Directions for this task: Find the line containing "the green leaf". Reproduce it and every line after it up to the end of the records, exactly as written.
-- START Input material --
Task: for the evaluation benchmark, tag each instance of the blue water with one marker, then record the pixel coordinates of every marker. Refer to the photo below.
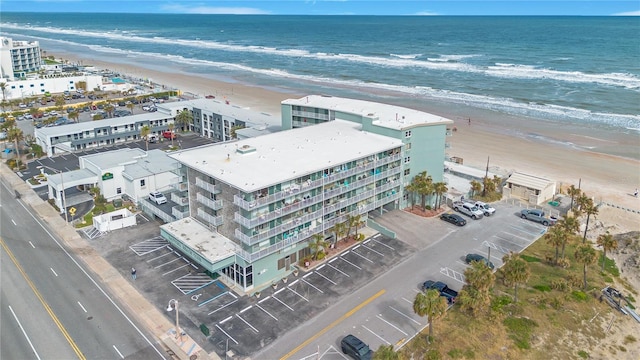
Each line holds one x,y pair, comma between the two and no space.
583,70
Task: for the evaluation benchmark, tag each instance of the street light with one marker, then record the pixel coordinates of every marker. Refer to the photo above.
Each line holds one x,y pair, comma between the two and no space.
169,308
62,193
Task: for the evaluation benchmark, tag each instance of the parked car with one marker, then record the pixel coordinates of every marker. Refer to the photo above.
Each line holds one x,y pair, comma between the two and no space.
444,290
454,219
480,258
355,348
158,198
537,216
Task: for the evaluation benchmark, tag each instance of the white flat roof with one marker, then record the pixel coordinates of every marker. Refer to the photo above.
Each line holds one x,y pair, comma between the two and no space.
390,116
285,155
200,239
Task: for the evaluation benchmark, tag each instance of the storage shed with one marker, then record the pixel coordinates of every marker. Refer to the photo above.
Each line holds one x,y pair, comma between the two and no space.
533,189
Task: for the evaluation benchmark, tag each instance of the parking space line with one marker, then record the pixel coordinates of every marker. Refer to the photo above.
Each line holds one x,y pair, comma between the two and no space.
310,284
376,335
266,312
338,270
353,252
390,324
329,280
222,307
403,314
293,291
381,243
245,321
280,301
379,253
232,339
350,263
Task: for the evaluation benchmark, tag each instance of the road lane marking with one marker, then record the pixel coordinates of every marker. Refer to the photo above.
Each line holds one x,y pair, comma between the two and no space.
85,310
333,324
118,351
24,333
46,306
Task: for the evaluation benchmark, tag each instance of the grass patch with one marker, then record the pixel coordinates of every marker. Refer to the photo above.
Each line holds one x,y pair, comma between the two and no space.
529,258
520,330
543,288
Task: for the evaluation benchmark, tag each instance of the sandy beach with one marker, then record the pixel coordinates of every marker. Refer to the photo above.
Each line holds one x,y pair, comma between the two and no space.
534,147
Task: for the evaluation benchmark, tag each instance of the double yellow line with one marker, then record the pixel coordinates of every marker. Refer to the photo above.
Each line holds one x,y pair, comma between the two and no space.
55,319
330,326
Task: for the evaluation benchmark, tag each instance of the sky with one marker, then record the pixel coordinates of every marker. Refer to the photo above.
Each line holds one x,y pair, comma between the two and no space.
333,7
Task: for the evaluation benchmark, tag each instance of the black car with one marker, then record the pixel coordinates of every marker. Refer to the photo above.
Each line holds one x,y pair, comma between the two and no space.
478,257
454,219
355,348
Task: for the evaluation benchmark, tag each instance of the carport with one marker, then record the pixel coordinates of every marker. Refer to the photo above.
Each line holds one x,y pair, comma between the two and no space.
60,182
533,189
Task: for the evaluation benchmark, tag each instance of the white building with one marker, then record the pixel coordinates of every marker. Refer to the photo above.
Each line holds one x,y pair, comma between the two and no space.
17,58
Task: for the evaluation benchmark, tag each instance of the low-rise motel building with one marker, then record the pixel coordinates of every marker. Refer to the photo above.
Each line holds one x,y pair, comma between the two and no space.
255,205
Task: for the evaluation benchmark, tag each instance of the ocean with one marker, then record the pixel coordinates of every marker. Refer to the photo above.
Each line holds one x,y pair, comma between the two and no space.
583,71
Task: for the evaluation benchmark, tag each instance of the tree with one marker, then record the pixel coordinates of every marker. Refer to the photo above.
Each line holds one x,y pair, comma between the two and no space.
144,133
317,245
573,192
585,255
476,187
440,189
430,304
571,225
556,237
515,271
608,243
184,119
385,352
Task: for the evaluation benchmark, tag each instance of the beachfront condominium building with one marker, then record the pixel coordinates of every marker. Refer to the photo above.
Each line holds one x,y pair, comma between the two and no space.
256,204
17,58
422,134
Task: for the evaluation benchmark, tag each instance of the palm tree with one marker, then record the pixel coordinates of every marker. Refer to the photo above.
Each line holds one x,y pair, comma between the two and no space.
556,237
440,189
16,135
317,245
608,243
184,118
571,226
586,255
144,133
573,192
476,187
515,271
170,127
430,304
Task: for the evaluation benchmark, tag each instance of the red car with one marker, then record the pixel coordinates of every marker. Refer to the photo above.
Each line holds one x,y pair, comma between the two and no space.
169,135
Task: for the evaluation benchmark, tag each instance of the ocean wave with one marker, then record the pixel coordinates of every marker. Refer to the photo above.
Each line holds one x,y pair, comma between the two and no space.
445,62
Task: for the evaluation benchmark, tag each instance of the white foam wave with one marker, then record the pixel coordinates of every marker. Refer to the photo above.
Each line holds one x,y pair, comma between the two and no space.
442,63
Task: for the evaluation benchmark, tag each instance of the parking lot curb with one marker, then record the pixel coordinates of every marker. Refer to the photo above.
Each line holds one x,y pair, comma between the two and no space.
148,315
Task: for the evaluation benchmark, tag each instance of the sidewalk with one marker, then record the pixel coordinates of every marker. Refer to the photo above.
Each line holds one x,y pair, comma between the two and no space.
148,315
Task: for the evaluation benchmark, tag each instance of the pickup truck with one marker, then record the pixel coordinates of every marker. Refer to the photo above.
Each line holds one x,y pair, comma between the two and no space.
444,290
468,209
537,216
487,209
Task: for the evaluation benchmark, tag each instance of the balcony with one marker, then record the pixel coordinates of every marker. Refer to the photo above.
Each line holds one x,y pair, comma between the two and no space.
206,186
212,204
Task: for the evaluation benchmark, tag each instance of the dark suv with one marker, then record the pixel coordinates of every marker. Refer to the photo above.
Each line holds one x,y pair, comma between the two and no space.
355,348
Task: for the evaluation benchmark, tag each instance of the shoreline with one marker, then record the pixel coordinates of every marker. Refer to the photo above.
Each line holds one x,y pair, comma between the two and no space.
566,153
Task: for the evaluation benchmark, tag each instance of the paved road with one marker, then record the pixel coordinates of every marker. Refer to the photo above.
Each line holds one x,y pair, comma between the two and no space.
81,317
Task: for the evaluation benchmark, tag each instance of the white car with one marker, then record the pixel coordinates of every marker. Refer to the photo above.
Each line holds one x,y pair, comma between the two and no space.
158,198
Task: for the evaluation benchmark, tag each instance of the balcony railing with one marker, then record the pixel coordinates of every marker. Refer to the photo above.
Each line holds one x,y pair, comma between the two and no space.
207,186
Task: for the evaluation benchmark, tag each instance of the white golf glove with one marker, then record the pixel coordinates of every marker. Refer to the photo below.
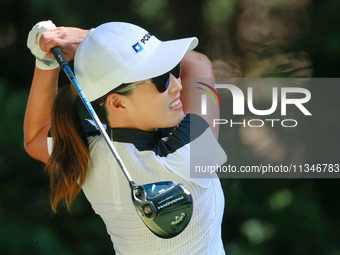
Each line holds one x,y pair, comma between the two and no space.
33,44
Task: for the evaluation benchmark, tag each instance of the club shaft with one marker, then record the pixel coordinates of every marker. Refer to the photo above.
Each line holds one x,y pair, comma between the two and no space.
68,71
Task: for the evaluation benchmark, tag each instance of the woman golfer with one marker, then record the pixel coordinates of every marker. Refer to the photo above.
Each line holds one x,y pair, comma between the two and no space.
140,85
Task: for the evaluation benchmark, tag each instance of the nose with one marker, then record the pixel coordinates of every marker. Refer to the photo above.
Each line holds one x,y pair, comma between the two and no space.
175,84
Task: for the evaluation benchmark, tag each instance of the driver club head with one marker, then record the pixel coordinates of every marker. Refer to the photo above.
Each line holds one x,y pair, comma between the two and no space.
165,207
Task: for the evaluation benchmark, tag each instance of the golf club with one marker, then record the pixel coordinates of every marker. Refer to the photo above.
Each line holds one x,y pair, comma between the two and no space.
165,207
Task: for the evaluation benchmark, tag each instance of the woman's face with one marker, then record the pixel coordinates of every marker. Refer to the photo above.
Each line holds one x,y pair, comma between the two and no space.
148,109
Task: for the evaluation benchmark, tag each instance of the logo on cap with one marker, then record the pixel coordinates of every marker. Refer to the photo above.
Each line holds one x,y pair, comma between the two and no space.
137,47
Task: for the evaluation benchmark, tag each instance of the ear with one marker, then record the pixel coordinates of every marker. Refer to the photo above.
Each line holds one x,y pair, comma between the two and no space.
115,101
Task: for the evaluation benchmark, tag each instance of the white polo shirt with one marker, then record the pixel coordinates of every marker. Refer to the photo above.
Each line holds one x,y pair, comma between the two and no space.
153,157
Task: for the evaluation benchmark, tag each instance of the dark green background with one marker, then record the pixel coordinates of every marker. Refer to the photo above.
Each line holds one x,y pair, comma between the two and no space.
297,38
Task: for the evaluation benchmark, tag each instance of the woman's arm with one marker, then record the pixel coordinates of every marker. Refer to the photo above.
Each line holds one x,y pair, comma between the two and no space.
44,88
197,65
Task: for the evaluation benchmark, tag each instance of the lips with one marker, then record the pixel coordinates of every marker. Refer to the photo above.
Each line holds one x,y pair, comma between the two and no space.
175,104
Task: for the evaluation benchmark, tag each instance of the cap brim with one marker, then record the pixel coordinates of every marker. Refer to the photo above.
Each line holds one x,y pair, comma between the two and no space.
164,58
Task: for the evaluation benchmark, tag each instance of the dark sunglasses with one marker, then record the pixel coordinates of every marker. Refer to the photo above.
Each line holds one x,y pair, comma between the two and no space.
161,82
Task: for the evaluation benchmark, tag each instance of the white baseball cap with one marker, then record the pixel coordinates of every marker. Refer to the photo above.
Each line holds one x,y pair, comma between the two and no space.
116,52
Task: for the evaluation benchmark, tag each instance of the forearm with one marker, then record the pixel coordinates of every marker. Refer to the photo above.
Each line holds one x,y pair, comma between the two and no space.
37,120
197,65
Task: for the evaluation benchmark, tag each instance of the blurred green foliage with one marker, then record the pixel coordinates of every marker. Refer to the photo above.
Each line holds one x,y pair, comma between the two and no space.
243,38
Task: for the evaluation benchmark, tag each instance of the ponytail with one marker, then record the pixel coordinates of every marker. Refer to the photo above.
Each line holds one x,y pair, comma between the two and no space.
70,156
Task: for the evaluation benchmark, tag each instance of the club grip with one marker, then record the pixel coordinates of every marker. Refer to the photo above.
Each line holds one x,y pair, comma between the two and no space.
59,56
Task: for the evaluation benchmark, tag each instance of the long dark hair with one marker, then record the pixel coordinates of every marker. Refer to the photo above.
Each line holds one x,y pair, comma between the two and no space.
68,163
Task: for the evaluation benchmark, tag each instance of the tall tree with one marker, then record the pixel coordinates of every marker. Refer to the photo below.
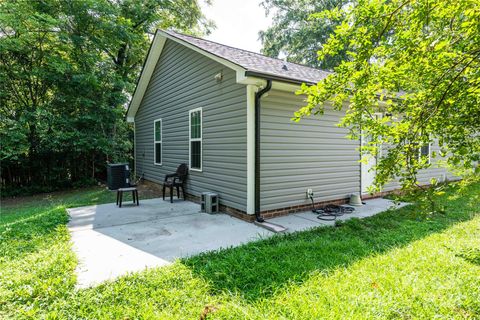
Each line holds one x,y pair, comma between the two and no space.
418,63
296,34
67,69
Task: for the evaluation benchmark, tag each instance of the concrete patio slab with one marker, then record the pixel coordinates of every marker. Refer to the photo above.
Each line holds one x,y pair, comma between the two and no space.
111,241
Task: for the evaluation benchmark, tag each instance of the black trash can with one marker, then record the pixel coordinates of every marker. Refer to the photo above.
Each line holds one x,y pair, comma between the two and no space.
118,175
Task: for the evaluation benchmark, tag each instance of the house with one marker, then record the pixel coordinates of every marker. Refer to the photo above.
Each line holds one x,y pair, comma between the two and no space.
227,113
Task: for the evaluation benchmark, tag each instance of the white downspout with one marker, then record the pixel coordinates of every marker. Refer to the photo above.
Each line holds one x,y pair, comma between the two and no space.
251,89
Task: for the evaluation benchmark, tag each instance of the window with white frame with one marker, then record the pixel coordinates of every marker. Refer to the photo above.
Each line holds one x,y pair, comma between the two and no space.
195,122
424,152
157,141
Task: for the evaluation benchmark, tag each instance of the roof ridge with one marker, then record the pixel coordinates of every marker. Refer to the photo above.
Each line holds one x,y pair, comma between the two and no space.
255,53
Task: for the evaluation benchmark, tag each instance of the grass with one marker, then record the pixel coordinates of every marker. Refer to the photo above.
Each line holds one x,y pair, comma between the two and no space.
399,264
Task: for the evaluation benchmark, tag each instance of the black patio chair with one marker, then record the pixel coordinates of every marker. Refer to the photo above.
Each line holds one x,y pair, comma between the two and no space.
176,181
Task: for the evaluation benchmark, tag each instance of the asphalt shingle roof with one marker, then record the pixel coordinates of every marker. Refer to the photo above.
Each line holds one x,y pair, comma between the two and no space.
255,62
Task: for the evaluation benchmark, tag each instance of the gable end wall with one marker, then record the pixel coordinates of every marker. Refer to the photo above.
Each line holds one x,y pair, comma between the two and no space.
183,80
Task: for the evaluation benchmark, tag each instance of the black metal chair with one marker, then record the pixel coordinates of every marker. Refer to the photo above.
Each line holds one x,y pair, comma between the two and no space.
176,181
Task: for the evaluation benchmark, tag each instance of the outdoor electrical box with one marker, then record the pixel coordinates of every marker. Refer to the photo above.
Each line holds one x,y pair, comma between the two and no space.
209,202
118,175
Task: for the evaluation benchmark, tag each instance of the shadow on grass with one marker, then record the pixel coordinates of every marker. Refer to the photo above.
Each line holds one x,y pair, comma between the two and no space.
256,270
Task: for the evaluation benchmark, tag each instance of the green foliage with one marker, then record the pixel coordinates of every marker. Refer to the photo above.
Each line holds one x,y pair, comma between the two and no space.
417,63
295,33
67,70
399,264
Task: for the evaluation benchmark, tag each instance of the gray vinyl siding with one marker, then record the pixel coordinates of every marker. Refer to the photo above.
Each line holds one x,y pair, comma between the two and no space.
183,80
313,153
424,176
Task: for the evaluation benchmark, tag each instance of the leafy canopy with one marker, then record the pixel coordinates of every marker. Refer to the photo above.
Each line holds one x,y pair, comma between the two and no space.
418,63
67,69
297,34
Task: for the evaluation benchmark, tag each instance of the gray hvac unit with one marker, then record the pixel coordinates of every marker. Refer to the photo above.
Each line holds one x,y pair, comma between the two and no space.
118,175
209,202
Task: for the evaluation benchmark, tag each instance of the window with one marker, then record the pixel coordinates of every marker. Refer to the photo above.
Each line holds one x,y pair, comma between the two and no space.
424,152
195,139
157,141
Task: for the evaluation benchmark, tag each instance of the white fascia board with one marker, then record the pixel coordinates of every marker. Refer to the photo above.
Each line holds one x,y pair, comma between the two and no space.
276,85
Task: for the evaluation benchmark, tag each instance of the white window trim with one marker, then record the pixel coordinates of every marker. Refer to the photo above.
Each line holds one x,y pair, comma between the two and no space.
429,153
155,143
195,139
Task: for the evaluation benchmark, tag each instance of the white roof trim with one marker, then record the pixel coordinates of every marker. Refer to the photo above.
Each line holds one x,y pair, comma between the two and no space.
151,61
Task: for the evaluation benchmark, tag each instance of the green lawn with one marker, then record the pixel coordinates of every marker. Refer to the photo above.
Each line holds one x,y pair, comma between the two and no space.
399,264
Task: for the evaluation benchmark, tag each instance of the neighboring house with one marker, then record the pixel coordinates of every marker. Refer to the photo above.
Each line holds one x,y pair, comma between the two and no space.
196,103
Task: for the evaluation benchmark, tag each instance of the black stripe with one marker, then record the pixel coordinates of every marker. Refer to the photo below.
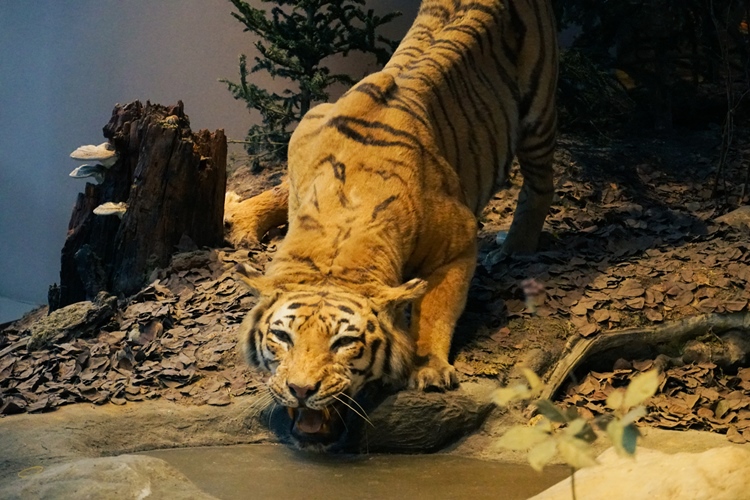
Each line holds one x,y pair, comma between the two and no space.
374,346
382,206
346,309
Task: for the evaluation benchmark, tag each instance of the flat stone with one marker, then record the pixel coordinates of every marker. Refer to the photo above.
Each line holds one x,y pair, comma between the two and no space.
126,476
718,474
73,321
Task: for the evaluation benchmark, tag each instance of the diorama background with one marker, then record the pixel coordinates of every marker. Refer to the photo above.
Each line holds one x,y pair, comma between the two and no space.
63,67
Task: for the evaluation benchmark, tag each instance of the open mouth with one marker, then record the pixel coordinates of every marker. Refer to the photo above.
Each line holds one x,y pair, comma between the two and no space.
312,425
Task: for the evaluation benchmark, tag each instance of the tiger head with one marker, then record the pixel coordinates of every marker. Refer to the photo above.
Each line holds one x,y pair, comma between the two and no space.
322,344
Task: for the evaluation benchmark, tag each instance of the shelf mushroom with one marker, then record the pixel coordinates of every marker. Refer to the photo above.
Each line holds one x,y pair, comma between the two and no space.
104,155
110,208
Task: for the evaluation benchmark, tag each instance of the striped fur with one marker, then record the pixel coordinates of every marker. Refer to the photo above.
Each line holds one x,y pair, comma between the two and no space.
385,185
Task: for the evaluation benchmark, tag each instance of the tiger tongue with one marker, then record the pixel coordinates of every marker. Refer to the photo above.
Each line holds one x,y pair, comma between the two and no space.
309,421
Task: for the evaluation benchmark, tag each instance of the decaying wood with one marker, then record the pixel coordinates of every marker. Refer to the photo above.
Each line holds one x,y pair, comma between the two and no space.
581,349
249,220
173,181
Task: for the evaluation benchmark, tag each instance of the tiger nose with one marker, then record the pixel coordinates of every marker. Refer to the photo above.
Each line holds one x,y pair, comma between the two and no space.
302,392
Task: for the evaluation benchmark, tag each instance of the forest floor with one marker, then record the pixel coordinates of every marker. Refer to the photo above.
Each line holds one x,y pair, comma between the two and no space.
632,241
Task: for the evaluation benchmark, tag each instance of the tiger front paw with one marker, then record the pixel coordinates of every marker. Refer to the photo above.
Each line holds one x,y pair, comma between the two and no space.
434,375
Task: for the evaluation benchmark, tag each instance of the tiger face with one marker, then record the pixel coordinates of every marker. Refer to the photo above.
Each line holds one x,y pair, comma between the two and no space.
322,345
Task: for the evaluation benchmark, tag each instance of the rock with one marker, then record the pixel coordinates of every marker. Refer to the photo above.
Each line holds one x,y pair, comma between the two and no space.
425,422
718,474
738,218
74,320
126,476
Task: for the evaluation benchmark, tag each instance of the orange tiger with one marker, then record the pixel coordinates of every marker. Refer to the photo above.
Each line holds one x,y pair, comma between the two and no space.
384,189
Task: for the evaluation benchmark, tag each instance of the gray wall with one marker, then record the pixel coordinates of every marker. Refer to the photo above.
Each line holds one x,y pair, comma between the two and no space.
63,66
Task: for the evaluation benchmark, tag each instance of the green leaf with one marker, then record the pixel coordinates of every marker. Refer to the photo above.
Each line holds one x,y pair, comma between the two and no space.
541,454
581,429
521,437
511,394
615,399
552,412
575,452
630,437
624,437
536,384
642,387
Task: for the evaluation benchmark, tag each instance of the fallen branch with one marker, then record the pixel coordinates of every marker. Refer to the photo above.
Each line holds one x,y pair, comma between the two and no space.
580,349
-- END Input material --
Solution below:
Task: for the evaluation benchmark, tag each instance of the green leaf with one marker, then record the pixel coordinates of every marker. Refer to the photo above.
Each line holds one x,y pair, comma between the two and no space.
541,454
581,429
521,437
511,394
615,399
552,412
575,452
630,437
624,437
536,384
642,387
Task: for the evaluation benchmark, tag each instance of the fallen branch with one marker, then record the pixel coordinates of every marker. Refer to the photo above.
Each line holds one x,y pair, comma between the two and no space.
580,349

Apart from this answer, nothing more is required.